**Natural language region descriptions**
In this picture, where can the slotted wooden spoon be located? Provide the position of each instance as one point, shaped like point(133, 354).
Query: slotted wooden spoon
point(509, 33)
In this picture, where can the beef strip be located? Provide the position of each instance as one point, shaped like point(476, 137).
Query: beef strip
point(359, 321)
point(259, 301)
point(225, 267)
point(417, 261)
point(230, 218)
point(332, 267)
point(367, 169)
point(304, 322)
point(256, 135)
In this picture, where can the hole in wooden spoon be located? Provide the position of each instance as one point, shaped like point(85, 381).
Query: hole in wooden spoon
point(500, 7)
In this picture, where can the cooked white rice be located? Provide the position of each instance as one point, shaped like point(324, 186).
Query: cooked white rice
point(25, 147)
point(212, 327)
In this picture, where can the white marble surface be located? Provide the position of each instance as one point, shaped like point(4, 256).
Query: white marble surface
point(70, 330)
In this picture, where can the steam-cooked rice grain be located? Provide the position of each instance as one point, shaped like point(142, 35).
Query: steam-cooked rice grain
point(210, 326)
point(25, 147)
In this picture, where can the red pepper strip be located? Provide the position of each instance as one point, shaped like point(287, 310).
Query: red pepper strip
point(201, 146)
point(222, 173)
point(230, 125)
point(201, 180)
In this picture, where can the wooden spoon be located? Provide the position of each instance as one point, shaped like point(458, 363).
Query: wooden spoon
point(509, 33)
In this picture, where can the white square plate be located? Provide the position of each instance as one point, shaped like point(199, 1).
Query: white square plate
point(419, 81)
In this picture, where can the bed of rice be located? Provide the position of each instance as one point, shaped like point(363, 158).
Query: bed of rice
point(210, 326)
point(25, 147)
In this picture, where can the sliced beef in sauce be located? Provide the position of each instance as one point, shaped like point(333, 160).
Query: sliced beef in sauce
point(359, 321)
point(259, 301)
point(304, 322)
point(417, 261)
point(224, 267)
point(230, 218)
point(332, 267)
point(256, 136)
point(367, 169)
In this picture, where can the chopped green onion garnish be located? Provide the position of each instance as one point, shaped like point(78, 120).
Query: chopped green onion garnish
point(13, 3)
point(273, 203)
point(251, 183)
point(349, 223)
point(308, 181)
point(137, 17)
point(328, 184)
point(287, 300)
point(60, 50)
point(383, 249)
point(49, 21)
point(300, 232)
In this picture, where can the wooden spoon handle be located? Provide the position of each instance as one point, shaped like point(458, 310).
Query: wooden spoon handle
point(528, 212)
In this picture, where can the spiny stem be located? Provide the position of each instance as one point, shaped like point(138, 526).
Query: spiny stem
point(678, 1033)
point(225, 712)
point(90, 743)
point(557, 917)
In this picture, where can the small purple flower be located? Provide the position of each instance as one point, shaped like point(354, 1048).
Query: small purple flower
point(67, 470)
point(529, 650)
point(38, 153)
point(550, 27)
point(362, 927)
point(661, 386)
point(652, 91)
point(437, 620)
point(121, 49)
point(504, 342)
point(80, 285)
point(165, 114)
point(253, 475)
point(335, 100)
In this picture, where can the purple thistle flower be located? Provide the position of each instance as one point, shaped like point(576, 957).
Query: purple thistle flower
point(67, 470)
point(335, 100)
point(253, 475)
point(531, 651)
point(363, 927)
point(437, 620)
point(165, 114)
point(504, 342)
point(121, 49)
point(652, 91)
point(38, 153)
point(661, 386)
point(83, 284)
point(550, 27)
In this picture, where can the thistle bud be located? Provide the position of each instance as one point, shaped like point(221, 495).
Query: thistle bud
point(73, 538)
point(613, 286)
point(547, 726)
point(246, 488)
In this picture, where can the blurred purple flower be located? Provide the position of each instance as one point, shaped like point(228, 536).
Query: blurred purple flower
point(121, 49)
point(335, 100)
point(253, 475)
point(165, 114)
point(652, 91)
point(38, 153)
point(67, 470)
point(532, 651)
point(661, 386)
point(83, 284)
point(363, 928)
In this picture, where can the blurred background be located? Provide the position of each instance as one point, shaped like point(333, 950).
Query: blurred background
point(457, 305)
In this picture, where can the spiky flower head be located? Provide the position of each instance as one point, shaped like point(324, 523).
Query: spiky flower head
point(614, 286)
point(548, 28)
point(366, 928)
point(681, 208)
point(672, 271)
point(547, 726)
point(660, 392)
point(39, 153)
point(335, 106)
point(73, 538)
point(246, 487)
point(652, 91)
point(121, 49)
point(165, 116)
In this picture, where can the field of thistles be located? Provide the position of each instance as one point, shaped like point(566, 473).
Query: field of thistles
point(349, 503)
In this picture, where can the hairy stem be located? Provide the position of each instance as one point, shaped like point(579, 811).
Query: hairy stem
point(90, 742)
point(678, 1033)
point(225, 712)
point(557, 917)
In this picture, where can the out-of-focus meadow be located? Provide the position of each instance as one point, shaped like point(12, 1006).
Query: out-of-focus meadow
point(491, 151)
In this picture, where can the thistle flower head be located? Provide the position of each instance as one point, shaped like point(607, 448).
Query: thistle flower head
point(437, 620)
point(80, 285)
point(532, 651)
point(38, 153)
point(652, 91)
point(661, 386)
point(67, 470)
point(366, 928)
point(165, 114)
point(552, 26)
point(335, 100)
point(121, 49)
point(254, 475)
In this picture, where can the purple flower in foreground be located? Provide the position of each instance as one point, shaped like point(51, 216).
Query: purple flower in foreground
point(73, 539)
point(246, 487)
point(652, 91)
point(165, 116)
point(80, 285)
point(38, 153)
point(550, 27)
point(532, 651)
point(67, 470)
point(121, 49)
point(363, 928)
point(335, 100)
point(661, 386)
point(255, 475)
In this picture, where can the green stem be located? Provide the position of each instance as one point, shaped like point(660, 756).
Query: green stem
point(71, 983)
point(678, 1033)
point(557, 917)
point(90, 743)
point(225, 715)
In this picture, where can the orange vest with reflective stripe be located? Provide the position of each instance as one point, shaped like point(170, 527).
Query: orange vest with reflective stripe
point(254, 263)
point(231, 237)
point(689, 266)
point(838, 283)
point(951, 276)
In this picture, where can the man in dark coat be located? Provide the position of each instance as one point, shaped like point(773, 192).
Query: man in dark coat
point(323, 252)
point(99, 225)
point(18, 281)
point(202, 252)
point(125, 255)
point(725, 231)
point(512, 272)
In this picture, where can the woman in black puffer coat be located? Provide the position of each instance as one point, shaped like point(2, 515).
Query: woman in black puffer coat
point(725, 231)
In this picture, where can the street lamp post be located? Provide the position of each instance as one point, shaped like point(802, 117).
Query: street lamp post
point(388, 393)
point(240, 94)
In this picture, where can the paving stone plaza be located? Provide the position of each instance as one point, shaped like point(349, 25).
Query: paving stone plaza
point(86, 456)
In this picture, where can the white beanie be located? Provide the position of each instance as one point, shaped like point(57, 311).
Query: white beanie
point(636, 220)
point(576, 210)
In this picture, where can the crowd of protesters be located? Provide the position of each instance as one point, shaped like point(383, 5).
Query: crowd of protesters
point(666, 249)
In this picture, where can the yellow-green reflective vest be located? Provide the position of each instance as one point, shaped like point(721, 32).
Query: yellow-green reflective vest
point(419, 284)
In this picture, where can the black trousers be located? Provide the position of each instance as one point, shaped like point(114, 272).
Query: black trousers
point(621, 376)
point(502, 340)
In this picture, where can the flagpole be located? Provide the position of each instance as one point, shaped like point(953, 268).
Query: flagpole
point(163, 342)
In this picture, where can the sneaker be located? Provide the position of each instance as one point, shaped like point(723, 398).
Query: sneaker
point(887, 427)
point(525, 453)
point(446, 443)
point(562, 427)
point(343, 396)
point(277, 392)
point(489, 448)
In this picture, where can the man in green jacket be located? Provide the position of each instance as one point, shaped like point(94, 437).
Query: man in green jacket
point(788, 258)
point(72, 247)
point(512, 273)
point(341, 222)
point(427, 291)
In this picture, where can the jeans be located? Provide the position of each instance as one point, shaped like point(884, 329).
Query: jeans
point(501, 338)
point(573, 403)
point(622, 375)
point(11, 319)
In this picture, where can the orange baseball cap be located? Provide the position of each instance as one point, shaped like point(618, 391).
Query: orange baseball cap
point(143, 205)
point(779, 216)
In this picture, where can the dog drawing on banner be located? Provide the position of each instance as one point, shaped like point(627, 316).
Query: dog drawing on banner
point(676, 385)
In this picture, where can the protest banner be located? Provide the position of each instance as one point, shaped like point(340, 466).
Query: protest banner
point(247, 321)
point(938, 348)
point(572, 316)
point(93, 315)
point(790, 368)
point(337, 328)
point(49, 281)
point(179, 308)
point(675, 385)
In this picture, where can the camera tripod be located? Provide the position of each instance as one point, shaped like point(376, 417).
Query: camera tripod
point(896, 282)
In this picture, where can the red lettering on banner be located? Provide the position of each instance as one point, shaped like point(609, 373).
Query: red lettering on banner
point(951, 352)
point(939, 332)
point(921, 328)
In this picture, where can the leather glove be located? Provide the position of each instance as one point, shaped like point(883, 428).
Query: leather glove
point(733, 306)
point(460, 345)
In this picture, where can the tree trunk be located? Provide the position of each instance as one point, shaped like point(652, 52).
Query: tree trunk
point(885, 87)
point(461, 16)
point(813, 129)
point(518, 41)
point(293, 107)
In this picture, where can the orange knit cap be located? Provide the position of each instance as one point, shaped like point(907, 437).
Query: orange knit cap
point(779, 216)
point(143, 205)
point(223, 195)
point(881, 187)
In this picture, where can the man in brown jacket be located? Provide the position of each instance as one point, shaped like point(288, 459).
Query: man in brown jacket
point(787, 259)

**TO DO**
Restate exactly, and only, every line from the one that contains "Query: camera tripod" through the last line of the records.

**TASK OUTPUT**
Query: camera tripod
point(896, 282)
In this picture, where can the red lettering on banner be located? Provide the position of each instance as one point, shaped like point(609, 373).
Query: red lettering on banner
point(951, 352)
point(939, 332)
point(921, 328)
In this picture, where can the leather glove be located? Provide the position of each instance as one point, shaped like point(883, 428).
Query: leather glove
point(733, 306)
point(460, 345)
In this picture, where can the tree trunk be located? Provide the position of each instance as one point, shaped like point(652, 52).
Query: tree trunk
point(885, 87)
point(461, 16)
point(813, 129)
point(518, 41)
point(293, 107)
In this picture, where can the orange knit cap be located? Provide the position of each instance as one point, shaped like point(907, 437).
Query: orange knit cap
point(779, 216)
point(143, 205)
point(223, 195)
point(881, 187)
In this picture, where can the man in brown jacket be located? Provide the position of each instance as one point, shaped like point(288, 459).
Query: man in brown jacket
point(787, 259)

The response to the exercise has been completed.